### DATA FOR ANALYSIS

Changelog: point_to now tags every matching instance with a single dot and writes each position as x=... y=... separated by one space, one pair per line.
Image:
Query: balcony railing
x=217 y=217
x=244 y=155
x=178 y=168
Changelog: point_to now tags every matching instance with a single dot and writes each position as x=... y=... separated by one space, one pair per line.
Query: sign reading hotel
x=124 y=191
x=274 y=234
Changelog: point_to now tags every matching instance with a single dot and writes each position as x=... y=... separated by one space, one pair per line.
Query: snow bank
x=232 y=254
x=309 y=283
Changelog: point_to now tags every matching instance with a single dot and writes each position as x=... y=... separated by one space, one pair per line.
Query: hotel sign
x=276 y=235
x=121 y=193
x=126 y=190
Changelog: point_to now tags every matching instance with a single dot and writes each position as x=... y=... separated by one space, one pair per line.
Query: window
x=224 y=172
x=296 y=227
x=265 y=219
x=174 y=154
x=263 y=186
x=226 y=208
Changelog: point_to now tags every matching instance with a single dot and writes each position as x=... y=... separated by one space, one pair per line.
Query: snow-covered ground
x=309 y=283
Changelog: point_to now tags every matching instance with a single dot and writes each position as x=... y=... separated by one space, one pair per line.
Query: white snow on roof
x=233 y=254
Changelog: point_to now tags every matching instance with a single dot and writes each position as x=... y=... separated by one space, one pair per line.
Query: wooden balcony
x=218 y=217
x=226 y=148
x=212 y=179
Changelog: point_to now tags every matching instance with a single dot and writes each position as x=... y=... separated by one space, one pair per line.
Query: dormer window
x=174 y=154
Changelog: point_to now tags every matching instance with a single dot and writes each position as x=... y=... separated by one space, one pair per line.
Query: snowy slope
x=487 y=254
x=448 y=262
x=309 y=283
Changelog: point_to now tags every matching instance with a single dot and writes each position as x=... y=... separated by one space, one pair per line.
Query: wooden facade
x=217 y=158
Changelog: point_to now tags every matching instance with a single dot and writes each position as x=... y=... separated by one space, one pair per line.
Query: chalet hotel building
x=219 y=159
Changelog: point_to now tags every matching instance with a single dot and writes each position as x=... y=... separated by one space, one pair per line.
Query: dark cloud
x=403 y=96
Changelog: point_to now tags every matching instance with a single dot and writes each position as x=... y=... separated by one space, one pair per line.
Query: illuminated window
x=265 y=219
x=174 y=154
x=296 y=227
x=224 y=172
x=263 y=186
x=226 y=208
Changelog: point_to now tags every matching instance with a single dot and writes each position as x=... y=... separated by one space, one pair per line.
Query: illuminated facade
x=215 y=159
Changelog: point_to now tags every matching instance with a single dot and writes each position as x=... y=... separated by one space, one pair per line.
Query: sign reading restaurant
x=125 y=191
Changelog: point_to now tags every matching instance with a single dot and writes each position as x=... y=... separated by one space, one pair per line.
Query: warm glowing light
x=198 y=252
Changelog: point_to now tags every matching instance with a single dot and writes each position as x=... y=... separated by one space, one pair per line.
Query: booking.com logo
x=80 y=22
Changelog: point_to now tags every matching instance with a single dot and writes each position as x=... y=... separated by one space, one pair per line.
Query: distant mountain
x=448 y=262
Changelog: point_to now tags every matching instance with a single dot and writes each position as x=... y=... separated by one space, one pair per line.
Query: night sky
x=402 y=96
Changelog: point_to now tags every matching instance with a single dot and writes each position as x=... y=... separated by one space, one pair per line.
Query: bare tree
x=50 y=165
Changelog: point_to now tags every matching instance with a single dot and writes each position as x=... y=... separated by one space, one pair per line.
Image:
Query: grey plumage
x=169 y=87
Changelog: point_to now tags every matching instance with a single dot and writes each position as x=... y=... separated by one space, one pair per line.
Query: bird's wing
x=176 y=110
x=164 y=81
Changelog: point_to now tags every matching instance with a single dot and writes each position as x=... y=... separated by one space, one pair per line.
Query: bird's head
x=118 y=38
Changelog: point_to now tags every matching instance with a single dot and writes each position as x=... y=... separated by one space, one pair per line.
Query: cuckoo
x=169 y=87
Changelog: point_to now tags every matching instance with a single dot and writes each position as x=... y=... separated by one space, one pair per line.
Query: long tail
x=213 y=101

---

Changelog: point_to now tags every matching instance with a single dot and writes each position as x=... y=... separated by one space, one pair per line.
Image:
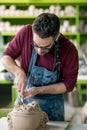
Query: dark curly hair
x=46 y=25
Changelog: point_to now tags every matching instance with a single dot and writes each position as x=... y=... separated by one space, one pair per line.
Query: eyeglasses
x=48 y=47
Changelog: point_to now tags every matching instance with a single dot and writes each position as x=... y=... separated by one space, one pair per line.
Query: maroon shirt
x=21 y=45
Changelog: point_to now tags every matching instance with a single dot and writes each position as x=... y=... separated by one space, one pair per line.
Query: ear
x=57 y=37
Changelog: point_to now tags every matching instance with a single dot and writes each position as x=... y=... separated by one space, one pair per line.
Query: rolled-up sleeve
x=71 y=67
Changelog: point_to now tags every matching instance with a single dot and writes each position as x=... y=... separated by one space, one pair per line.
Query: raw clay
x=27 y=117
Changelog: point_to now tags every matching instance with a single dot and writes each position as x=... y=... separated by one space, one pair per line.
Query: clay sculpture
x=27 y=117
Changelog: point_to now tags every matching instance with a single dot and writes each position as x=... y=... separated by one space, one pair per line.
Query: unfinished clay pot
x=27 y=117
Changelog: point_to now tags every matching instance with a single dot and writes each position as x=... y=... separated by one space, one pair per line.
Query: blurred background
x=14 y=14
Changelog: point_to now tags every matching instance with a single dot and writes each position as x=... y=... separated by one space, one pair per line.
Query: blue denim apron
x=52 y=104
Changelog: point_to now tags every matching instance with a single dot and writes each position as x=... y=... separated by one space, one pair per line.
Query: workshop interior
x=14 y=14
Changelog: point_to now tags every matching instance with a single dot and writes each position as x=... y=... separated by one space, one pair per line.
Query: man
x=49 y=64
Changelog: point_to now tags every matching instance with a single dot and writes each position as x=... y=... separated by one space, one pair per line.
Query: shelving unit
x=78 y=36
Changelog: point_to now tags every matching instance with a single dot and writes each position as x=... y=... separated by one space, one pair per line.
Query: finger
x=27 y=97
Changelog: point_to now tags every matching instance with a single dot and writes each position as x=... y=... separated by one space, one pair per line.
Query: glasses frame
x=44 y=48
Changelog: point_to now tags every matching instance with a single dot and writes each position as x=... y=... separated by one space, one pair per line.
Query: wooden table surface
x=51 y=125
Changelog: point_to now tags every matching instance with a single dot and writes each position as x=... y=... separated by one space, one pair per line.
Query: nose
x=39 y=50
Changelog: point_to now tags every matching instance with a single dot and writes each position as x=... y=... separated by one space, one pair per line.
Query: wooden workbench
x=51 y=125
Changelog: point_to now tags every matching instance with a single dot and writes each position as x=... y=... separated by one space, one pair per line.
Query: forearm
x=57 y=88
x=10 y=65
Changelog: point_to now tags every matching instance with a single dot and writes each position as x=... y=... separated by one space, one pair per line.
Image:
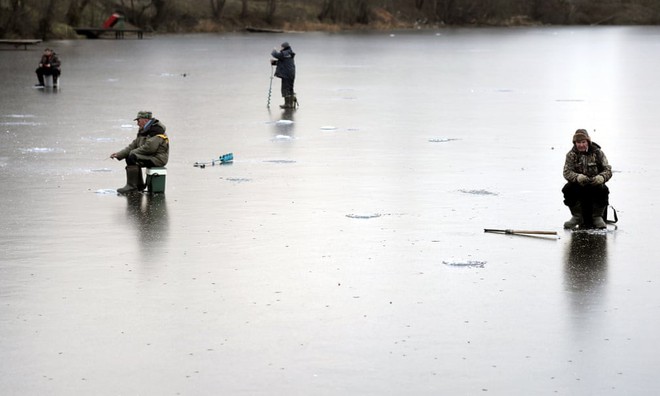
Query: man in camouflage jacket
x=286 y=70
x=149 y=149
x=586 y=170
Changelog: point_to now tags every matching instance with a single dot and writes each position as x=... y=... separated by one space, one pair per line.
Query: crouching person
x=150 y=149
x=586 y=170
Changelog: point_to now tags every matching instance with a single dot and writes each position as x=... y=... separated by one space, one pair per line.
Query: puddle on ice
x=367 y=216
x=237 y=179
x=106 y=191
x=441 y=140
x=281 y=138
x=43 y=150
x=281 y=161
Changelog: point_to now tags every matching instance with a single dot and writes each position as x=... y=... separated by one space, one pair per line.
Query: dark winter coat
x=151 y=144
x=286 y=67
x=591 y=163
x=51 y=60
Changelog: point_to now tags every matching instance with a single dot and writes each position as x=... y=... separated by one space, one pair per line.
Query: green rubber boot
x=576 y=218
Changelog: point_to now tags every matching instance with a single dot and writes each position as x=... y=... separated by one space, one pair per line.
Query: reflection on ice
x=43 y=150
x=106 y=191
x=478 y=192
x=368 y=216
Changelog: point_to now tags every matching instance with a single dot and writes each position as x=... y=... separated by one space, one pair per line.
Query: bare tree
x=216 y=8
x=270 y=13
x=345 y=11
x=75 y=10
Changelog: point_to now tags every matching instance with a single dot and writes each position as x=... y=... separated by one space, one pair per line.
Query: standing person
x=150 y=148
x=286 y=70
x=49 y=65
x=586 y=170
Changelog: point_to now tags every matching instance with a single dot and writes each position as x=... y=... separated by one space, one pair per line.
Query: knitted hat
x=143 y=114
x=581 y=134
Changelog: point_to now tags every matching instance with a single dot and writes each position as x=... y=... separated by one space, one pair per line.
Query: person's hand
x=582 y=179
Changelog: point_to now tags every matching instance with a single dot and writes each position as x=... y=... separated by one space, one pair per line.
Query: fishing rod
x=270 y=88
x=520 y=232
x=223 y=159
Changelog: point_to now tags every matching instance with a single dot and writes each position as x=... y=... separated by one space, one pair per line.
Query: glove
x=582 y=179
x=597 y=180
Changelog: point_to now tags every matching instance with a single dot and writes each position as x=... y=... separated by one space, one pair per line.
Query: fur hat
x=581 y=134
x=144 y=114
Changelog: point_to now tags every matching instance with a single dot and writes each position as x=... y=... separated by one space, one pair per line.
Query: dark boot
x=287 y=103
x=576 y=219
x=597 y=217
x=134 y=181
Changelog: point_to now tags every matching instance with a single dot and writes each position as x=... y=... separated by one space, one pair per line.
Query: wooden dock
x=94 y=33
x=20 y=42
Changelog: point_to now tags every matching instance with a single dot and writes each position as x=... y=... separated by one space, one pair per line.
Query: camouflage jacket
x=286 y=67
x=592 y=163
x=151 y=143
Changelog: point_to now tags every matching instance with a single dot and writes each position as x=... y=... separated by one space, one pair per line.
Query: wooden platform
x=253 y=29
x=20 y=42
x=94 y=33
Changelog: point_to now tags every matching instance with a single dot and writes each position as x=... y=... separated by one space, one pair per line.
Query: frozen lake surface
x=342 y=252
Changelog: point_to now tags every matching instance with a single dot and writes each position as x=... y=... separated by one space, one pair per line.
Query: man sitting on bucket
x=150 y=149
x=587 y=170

---

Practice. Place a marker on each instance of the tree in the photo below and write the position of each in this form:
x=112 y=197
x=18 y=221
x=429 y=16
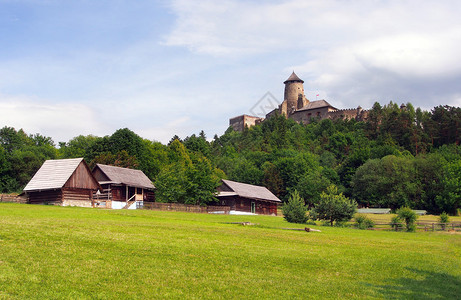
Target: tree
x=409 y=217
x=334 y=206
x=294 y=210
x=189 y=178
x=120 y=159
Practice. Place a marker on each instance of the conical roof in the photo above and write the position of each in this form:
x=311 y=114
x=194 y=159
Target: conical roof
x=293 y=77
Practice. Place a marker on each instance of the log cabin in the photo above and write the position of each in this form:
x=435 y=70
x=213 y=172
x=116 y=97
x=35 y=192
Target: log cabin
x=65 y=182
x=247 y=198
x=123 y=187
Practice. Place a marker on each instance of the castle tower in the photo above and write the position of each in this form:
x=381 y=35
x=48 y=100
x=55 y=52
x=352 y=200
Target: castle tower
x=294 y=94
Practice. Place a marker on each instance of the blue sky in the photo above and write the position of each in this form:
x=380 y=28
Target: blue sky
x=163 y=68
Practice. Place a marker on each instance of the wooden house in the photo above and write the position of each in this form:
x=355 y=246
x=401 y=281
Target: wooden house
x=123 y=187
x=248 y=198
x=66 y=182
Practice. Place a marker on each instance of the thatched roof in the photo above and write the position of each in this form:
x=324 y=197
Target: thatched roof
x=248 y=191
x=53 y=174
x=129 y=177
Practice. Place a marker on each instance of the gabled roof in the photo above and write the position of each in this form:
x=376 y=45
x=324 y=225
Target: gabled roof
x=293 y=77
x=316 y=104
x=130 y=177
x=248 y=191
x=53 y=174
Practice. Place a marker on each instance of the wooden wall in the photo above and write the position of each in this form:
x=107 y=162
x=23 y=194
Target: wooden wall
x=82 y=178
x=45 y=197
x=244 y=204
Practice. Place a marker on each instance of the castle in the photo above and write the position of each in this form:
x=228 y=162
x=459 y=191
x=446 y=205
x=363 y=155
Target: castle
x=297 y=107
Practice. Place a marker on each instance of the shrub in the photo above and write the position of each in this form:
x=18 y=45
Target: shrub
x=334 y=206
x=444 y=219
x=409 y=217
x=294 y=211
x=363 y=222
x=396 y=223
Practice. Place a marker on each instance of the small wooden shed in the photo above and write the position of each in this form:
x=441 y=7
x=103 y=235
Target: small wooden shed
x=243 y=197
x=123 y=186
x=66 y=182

### EXERCISE
Across the entries, how many lines hold the word "above"? Say only the number.

### SOLUTION TO THIS EXERCISE
11